▸ **INSTRUCTIONS FOR THE TASK**:
Type the records out again in full, exactly.

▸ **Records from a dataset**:
---*---
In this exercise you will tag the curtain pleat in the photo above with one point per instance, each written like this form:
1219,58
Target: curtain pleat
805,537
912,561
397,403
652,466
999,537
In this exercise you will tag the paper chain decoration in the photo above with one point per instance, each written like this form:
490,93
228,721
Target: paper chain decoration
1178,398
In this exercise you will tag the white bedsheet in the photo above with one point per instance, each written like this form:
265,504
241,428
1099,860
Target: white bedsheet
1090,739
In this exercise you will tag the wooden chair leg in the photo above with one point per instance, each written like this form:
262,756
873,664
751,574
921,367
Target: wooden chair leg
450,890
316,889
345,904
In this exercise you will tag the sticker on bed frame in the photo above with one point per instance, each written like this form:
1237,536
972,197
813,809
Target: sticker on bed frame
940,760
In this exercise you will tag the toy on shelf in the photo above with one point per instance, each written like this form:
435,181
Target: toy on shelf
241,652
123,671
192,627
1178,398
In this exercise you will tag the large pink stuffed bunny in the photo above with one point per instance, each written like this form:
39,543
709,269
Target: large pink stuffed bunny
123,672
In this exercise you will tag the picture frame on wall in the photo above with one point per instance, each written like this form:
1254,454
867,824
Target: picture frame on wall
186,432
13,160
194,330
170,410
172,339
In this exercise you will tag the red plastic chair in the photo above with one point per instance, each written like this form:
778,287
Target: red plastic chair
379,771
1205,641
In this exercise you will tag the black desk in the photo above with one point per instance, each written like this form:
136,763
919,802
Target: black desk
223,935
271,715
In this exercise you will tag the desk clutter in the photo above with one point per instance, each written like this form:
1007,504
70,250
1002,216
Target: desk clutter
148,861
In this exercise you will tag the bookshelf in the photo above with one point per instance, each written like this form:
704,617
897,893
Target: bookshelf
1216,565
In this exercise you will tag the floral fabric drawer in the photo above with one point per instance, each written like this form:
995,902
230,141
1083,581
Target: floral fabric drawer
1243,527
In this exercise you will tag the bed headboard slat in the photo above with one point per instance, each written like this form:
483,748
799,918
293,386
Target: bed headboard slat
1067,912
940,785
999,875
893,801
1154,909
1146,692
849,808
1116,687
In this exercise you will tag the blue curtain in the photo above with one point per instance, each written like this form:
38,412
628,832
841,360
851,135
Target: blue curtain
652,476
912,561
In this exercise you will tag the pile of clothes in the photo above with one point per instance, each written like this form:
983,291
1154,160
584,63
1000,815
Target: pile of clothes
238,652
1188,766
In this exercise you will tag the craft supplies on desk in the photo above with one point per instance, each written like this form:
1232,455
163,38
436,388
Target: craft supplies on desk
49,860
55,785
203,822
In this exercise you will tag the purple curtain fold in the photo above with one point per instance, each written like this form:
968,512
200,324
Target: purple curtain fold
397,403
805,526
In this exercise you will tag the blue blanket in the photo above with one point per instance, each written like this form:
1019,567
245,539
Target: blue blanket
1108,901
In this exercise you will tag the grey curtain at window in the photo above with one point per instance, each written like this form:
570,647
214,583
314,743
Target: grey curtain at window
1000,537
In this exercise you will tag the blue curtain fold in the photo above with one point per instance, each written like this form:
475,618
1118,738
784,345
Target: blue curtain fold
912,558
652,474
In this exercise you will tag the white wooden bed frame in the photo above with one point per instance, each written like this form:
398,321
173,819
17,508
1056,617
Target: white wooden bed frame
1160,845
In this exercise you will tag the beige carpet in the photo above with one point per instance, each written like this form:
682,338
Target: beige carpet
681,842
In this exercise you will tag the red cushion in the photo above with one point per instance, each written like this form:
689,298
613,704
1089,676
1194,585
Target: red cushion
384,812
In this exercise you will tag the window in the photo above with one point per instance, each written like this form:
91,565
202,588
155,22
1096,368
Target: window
---*---
▸ **WRITTEN ANSWER**:
In this exercise you will tag the curtain pleat in the photo above with one point per instance, each written like this form:
1219,58
Target: curtain pleat
805,537
912,561
397,403
652,466
999,537
In this exercise you will tag the paper chain decoration in the photo above with one point per instance, each written like this form:
490,93
228,721
Target: paper chain decoration
1178,398
In this exercise you will tag the white bedsheet in the photo above with one point per instance, each written like this form:
265,504
241,428
1099,860
Target: white bedsheet
1090,739
In this exercise you will tag the wooden chair leg in the photo above with one point per instance, each written like this form:
262,756
873,664
751,574
921,367
Target: wooden chair leg
450,890
316,889
345,904
In this exercise you will tag the sticker on bed frame in the photo above with one point per instance, each written like this form:
1237,536
972,197
813,809
Target: sticker on bed frame
940,760
In this exercise you will tag the toy on shelf in the photo above with one point per instance, each written like this form:
435,181
Target: toy on shelf
241,652
123,671
192,627
1178,398
In this exercise you will tag the large pink stuffed bunny in the photo above with one point per instance, each written like this form:
39,543
709,269
Target: large pink stuffed bunny
123,672
In this exercise you will tag the picture frame on wall in the photo above with one point per instance, each written like this form:
1254,454
867,824
Target: picture frame on wall
186,432
13,160
194,330
170,410
172,339
In this exercise you will tag the red plastic chair in the photo above with one point per instance, each written like this form:
778,287
Target: red plastic chair
379,771
1205,641
In this exercise you will tag the black desk in the photo above with one point per instance, each written like this form:
136,763
919,802
Target: black desk
223,935
271,715
In this exercise you will tag the desk clutter in the photo above with one point per instance, each written like this form:
1007,504
70,250
1002,216
Target: desk clutter
148,861
In this exercise you will tag the bookshelf in the photo above with one point per instance, each written like this form:
704,617
897,893
Target: bookshelf
1216,565
In this exercise you will tag the floral fabric drawer in the photo above with one point per instance, each written like this form:
995,902
230,141
1083,581
Target: floral fabric drawer
1243,527
In this exercise you will tag the bed headboard slat in the photo above with one point per instance, each written like this form:
483,748
799,918
293,386
Target: bed headboard slat
1067,912
940,785
999,875
893,801
1154,909
1146,692
849,808
1116,687
In this exercise you will tag the blue curtain in the photo above with one point per instance, each written like this form:
38,412
628,832
841,360
851,135
Target: blue curtain
652,476
912,561
In this exercise you will tag the pile of clothes in the photo above with one point per instance, each written like this form:
983,291
1154,160
584,63
1000,815
Target: pile of clothes
238,652
1188,766
In this exercise you will tag the craft supplies on desk in the photo above with one point per instance, each written like this form:
1232,455
163,38
436,388
Target: craft supplies on desk
49,860
55,785
203,822
In this exercise you will tag the purple curtain fold in the photo above with one point per instance, each written like this form:
968,512
200,324
Target: purple curtain fold
397,403
805,526
In this exercise you will tag the blue blanket in the photo above with one point per instance, each written like this form:
1019,567
245,539
Target: blue blanket
1108,901
In this exercise you will tag the grey curtain at window in the photo above with one point per instance, each written like this form:
570,647
214,583
314,743
Target: grey curtain at window
1000,537
In this exercise you will tag the blue curtain fold in the photo above with one point per instance, each written like this form:
475,618
1118,738
784,345
Target: blue curtain fold
912,558
652,474
In this exercise you will tag the white wooden bed frame in the photo above with one point per instance, each written like this form:
398,321
173,819
17,508
1056,617
Target: white wooden bed frame
1160,845
In this exercise you will tag the beige carpet in the photo above with one point per instance, each written like this form:
682,338
Target: beige carpet
681,842
In this exercise you will tag the red cushion in the photo above with one point per instance, each written like this form:
689,298
613,704
1089,676
1194,585
Target: red cushion
384,812
In this exercise you will tag the window in the photo above with one point per instance, each written like this form:
91,565
202,588
155,22
1096,368
Target: window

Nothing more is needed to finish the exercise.